##### Quoted passage #####

We’ve all experienced it. The impossibility of estimating travel times, even to crosstown neighborhoods, even on weekends. Drivers banging their hands against the steering wheel, going nowhere — stuck in the carpool lane no less.
The Puget Sound region is currently adding about 236 people a day, and we’ve seen our communities transform as these new residents find places to live and work. This is a growth rate not witnessed in this region since the days of the gold rush.
And we feel it every time we hit the road. The Puget Sound Regional Council reports that delays on our freeways have doubled between 2010 and 2015. And our HOV lanes are feeling the pain, too. Across the region, buses are moving slower as travel times grow.
We have to do something.

##### Record extracts #####

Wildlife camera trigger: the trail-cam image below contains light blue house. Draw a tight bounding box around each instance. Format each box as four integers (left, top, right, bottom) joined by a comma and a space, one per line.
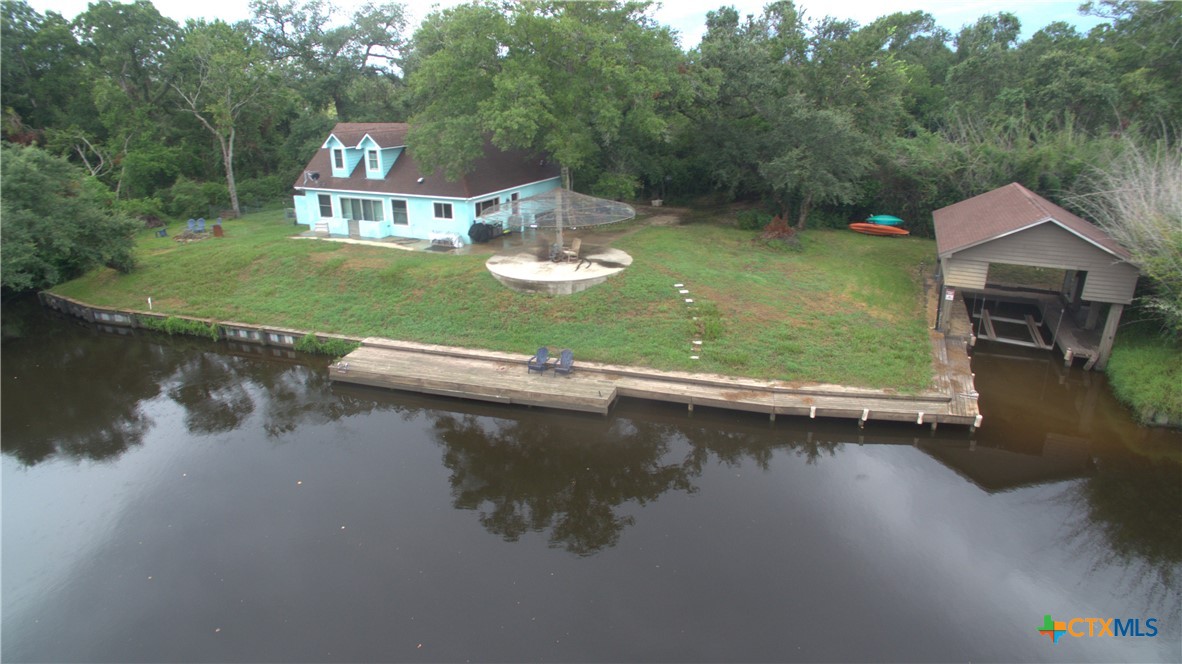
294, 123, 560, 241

#####
##### Record extracts #####

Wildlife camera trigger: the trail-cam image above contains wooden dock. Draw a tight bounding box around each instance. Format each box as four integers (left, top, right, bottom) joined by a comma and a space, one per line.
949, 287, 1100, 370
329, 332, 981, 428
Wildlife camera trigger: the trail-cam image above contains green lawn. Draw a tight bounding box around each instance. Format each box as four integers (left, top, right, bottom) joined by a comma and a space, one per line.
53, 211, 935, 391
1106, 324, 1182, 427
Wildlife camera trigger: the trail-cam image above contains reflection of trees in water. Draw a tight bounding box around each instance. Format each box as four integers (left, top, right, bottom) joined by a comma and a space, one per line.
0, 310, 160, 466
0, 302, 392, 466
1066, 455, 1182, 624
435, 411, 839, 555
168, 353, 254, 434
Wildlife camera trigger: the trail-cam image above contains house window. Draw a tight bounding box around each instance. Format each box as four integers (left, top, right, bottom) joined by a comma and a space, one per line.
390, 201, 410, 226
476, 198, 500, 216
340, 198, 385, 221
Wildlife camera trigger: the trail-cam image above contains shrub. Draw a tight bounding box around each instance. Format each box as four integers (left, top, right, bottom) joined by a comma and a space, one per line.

#####

== Exercises to complete ==
- 1) According to the passage on Puget Sound traffic, how many people a day is the region currently adding?
- 2) Rewrite everything in the listing from the line containing "above contains house" down to the line containing "476, 198, 500, 216", changing only the box coordinates, each increased by 57.

== Exercise solutions ==
- 1) About 236 people a day.

- 2)
Wildlife camera trigger: the trail-cam image above contains house window. Draw a tight bounding box around each instance. Format each box as four integers (left, top, right, bottom) joined by a comma and a space, one per line.
447, 258, 467, 283
533, 255, 557, 273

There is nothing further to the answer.